YOUR INSTRUCTIONS: Copy out only the stretch from the line that contains "Check that each instance of the blurred" through the end of the records, requests included. Multiply every x and y coordinate in the answers by 1.45 and round each to a whole number, with halves rounded up.

Stored items from a collection
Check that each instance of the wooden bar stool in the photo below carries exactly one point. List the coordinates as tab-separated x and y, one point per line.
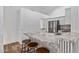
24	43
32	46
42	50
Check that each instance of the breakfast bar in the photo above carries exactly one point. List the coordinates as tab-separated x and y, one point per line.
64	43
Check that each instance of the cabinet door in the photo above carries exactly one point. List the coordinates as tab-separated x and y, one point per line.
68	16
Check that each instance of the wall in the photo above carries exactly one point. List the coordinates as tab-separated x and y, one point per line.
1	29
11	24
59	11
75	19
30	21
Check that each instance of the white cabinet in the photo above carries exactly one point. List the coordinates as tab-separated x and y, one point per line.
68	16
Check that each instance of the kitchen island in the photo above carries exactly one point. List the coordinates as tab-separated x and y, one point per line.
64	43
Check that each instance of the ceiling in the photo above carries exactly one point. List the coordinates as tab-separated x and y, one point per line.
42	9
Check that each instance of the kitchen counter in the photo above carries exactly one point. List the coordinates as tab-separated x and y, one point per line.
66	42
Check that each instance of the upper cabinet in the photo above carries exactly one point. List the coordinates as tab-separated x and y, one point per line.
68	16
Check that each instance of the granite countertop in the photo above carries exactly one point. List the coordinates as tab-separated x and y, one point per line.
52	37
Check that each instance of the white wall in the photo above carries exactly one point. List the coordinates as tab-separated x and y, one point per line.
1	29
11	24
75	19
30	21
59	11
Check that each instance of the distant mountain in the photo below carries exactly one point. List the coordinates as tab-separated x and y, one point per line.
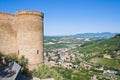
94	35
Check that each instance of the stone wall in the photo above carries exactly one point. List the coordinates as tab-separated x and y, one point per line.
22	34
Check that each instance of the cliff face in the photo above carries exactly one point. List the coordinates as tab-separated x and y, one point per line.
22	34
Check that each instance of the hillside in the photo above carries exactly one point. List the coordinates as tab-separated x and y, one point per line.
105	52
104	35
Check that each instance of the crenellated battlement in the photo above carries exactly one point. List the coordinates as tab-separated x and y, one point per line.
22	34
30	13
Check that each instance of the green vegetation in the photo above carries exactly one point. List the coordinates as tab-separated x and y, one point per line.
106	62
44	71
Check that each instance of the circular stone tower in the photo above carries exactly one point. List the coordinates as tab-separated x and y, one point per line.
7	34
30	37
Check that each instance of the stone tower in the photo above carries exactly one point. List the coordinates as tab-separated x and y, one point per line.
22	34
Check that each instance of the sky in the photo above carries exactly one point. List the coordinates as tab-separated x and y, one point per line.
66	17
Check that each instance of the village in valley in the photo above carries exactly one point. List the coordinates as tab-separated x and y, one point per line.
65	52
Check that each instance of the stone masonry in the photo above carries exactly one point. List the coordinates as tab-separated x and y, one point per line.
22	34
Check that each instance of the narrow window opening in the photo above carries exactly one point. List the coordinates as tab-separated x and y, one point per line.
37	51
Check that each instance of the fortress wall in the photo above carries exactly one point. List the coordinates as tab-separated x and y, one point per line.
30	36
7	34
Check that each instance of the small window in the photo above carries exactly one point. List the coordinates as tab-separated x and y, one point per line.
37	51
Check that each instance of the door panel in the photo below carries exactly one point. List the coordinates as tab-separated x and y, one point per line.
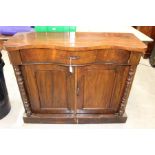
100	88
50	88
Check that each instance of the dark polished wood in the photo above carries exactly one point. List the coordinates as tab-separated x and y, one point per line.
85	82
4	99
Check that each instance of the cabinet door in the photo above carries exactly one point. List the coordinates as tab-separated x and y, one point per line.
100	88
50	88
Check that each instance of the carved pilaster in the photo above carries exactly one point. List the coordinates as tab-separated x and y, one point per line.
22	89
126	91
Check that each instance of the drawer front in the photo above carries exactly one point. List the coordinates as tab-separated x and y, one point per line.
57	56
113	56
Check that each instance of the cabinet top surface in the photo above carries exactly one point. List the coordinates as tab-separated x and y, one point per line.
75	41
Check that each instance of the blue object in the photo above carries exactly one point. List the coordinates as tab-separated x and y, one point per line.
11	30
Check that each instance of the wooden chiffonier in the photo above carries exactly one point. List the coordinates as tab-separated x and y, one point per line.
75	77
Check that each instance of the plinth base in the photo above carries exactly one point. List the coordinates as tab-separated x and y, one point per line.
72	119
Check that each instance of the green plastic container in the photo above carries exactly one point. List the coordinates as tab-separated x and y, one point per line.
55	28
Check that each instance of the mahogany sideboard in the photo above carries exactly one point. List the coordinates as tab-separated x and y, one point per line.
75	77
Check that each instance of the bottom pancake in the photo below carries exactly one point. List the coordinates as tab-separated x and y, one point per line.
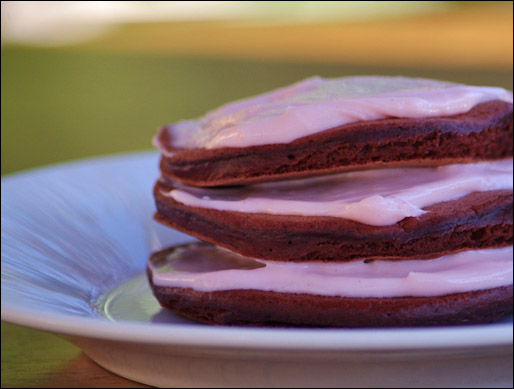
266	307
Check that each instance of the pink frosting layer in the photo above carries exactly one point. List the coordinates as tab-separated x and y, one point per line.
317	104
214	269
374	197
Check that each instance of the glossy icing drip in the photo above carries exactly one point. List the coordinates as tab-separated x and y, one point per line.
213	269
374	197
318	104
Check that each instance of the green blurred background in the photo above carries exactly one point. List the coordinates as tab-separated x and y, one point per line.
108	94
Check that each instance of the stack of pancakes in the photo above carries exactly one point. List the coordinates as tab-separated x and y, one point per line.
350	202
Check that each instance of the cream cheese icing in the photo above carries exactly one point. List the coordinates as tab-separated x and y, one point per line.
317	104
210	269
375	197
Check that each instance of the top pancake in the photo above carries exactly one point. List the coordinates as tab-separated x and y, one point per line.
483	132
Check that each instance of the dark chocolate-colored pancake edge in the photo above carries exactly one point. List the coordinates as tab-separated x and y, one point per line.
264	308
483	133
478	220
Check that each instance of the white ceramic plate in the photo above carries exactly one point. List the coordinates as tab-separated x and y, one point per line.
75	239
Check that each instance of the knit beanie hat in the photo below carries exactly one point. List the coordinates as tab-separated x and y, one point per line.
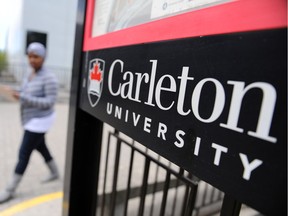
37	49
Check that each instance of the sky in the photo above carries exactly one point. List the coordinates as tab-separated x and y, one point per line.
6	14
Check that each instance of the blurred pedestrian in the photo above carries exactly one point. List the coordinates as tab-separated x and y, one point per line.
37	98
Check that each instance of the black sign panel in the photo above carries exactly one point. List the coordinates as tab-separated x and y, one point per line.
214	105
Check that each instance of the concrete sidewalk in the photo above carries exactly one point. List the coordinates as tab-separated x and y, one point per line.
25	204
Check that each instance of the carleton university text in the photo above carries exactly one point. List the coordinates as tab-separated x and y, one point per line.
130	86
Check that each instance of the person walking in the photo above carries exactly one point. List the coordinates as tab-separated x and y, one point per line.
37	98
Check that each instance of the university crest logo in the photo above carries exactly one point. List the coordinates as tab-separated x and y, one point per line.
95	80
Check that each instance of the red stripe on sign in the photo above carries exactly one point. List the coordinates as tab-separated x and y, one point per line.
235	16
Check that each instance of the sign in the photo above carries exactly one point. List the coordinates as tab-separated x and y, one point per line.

COMPLETED EXERCISE:
Check that each instance of the blurred pedestrian in the photo above carries exactly one point. List the coordinates as tab-separated x and y, one point per line.
54	142
Check that each instance of the black sign panel in the photo above carries exactly one point. List the coordinates as tab-separated x and y, one point per line.
310	152
Check that each instance of the concrete sidewalk in the photo above carries exactly one point. List the coordinates as tab-separated x and y, one point per line.
36	296
Check that each instance of the carleton university text in the photo above carries exactly one point. List the coordinates as tab-separated x and y, one point per line.
189	125
Check that each instance of the person walking in the photo above carries exactly one point. List the coordinates as tab-separated x and y, one point per line.
54	142
Check that each instance of the university crest logo in the photo above carries exactly one point. List the coordinates as tab-separated x and y, one point per line.
138	116
Check that each instance of the red stripe on sign in the photo above carries exactly one point. List the coordinates as tab-separated x and y, one point per line.
341	23
Check that each instance of the sign in the photo above carries exactly one point. List the coordinates as tab-separated x and y, one point per line.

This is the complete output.